* **EXTRAIT CHOISI**
------------------------

Le point de l'oeuvre, jusqu'à "Jeux de Massacre", est facile à faire, si l'on s'en tient à ses fondements.
 

En effet, il s'est avéré dans un premier temps que l'être humain est tout à la fois incapable de dominer ses semblables et de se soumettre à eux, sans tomber au pouvoir de puissances ténébreuses dont il devient le jouet, dans l'illusion d'être le maître de l'univers.
Un deuxième temps montre que ce désir de domination est dû à une révolte contre la condition humaine, et essentiellement contre l'amour ("Amédée ou Comment s'en débarrasser"), et, par suite, contre la mort ("Tueur sans Gages"). Mais cette révolte ne doit son existence qu'à une logique, qui aveugle l'individu, en détournant son intelligence de lui-même, et qui,
ainsi que le révèle un troisième moment de l'oeuvre, est fondée sur un chaos ténébreux, dont il est impossible de ne pas être victime, tant que l'on cherche à comprendre la vie. La révolte contre l'amour mène à la mort. Elle en est la source, causant le dépérissement de l'être, alors que les femmes qui aiment restent resplendissantes de jeunesse. Il se trouve que, dans la vie du sentiment, elles ne connaissent pas de limites, que la mort n'est rien pour elles, car elles participent à une vérité éternelle où tout leur est donné, sans qu'elles ne cherchent rien.

------------------------

[Données du jeu enregistrées]
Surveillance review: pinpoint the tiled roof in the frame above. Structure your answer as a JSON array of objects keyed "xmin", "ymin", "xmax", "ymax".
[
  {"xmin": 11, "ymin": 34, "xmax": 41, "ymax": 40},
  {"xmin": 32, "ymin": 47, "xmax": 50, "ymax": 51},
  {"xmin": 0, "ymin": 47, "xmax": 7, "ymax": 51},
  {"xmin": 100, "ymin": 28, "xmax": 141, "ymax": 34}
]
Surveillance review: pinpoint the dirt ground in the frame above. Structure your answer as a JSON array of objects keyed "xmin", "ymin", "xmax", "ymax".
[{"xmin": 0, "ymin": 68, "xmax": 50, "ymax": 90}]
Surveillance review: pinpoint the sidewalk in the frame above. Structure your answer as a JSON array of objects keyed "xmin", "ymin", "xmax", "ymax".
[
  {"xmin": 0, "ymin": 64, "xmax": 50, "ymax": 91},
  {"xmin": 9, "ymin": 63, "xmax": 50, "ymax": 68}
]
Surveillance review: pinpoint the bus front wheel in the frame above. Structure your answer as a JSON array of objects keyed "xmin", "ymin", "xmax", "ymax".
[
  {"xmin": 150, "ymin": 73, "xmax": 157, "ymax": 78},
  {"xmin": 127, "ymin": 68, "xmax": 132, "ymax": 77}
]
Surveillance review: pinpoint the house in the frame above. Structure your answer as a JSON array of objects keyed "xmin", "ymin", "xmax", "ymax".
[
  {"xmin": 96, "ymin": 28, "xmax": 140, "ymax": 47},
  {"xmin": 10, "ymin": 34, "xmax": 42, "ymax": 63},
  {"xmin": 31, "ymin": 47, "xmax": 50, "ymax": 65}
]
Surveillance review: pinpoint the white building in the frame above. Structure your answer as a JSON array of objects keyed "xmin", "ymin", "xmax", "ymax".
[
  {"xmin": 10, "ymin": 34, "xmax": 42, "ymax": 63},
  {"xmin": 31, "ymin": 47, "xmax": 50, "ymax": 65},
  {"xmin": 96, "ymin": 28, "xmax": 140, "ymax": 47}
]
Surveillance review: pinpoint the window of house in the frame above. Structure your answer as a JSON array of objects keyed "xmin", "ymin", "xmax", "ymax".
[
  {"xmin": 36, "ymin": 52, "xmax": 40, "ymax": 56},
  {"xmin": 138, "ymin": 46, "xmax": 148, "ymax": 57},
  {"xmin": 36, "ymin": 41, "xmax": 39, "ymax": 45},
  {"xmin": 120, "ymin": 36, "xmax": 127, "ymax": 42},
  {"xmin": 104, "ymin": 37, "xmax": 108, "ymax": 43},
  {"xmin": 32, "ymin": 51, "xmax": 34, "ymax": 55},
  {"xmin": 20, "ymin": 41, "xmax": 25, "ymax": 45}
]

------------------------

* **CONSIGNE**
D'après l'extrait choisi, à quoi est dû le désir de domination ? Ce matériau est à part et n'a aucun lien avec l'extrait.

* **RÉPONSE FINALE**
À une révolte contre la condition humaine, et surtout contre l'amour.